* _Aim of the task_
Reproduce every line of the listing below, character for character, with nothing changed, added, or left out.

::::::

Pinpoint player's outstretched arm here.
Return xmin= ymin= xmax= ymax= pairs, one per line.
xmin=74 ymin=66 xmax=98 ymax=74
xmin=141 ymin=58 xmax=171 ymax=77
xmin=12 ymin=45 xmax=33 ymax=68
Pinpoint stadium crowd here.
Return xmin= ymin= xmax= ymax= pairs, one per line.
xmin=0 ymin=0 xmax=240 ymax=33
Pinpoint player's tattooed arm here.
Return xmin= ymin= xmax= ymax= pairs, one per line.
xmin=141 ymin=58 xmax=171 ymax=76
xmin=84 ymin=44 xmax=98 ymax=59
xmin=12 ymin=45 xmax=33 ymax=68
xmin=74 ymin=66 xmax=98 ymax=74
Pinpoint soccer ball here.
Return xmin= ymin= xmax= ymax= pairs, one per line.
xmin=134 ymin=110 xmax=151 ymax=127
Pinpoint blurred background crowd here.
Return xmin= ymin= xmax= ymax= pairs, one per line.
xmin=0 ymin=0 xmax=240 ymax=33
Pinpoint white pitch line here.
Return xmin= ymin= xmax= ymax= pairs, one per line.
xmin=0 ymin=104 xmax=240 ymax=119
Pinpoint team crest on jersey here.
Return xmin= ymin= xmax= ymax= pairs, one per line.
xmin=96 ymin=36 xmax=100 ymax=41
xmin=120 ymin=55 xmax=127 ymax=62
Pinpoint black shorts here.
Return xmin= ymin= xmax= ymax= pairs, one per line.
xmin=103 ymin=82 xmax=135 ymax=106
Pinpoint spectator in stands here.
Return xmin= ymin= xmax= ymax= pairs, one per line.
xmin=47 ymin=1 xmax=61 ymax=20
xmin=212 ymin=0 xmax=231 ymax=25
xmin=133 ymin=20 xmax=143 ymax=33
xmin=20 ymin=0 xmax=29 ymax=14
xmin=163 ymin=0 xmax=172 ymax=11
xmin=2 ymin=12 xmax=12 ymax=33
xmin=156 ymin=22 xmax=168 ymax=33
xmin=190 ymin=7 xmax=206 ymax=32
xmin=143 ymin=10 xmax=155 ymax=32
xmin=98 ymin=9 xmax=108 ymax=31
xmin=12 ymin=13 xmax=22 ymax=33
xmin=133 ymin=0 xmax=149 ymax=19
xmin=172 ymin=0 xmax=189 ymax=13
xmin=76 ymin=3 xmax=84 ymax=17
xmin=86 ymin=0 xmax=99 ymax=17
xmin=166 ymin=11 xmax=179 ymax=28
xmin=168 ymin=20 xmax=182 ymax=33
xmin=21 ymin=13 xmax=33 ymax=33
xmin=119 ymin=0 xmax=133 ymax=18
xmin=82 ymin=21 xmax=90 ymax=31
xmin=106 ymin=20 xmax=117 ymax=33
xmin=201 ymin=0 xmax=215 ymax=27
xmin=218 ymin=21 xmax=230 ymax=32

::::::

* _Solution_
Pinpoint player's outstretched arm here.
Return xmin= ymin= xmax= ymax= pairs, one per line.
xmin=74 ymin=66 xmax=98 ymax=74
xmin=141 ymin=58 xmax=171 ymax=77
xmin=12 ymin=45 xmax=33 ymax=68
Pinpoint stadium crowd here.
Return xmin= ymin= xmax= ymax= pairs, one per line.
xmin=0 ymin=0 xmax=240 ymax=33
Pinpoint player's tattooed arm here.
Return xmin= ymin= xmax= ymax= pairs, one per line.
xmin=141 ymin=58 xmax=171 ymax=76
xmin=84 ymin=44 xmax=98 ymax=59
xmin=12 ymin=45 xmax=33 ymax=68
xmin=74 ymin=66 xmax=98 ymax=74
Pinpoint soccer ball here.
Return xmin= ymin= xmax= ymax= pairs, one per line.
xmin=134 ymin=110 xmax=151 ymax=127
Pinpoint blurred background crowd here.
Return xmin= ymin= xmax= ymax= pairs, one per line.
xmin=0 ymin=0 xmax=240 ymax=33
Pinpoint white pitch line here.
Return xmin= ymin= xmax= ymax= pairs, one per line.
xmin=0 ymin=104 xmax=240 ymax=119
Pinpoint team crest on jersey here.
Return xmin= ymin= xmax= ymax= pairs, one per line.
xmin=96 ymin=36 xmax=100 ymax=41
xmin=120 ymin=55 xmax=127 ymax=62
Pinpoint black shorts here.
Return xmin= ymin= xmax= ymax= pairs, one per line.
xmin=103 ymin=82 xmax=135 ymax=106
Pinpoint spectator in stands here.
Return xmin= ymin= xmax= ymax= pairs, one per line.
xmin=47 ymin=1 xmax=61 ymax=20
xmin=212 ymin=0 xmax=231 ymax=25
xmin=133 ymin=20 xmax=143 ymax=33
xmin=20 ymin=0 xmax=29 ymax=14
xmin=163 ymin=0 xmax=172 ymax=11
xmin=2 ymin=12 xmax=12 ymax=33
xmin=156 ymin=22 xmax=168 ymax=33
xmin=190 ymin=7 xmax=206 ymax=32
xmin=143 ymin=10 xmax=155 ymax=32
xmin=98 ymin=9 xmax=108 ymax=31
xmin=12 ymin=13 xmax=22 ymax=33
xmin=133 ymin=0 xmax=149 ymax=19
xmin=172 ymin=0 xmax=189 ymax=13
xmin=76 ymin=3 xmax=84 ymax=17
xmin=86 ymin=0 xmax=99 ymax=17
xmin=166 ymin=11 xmax=179 ymax=28
xmin=168 ymin=20 xmax=182 ymax=33
xmin=21 ymin=13 xmax=33 ymax=33
xmin=119 ymin=0 xmax=133 ymax=18
xmin=82 ymin=21 xmax=90 ymax=31
xmin=106 ymin=20 xmax=117 ymax=33
xmin=201 ymin=0 xmax=215 ymax=27
xmin=218 ymin=21 xmax=230 ymax=32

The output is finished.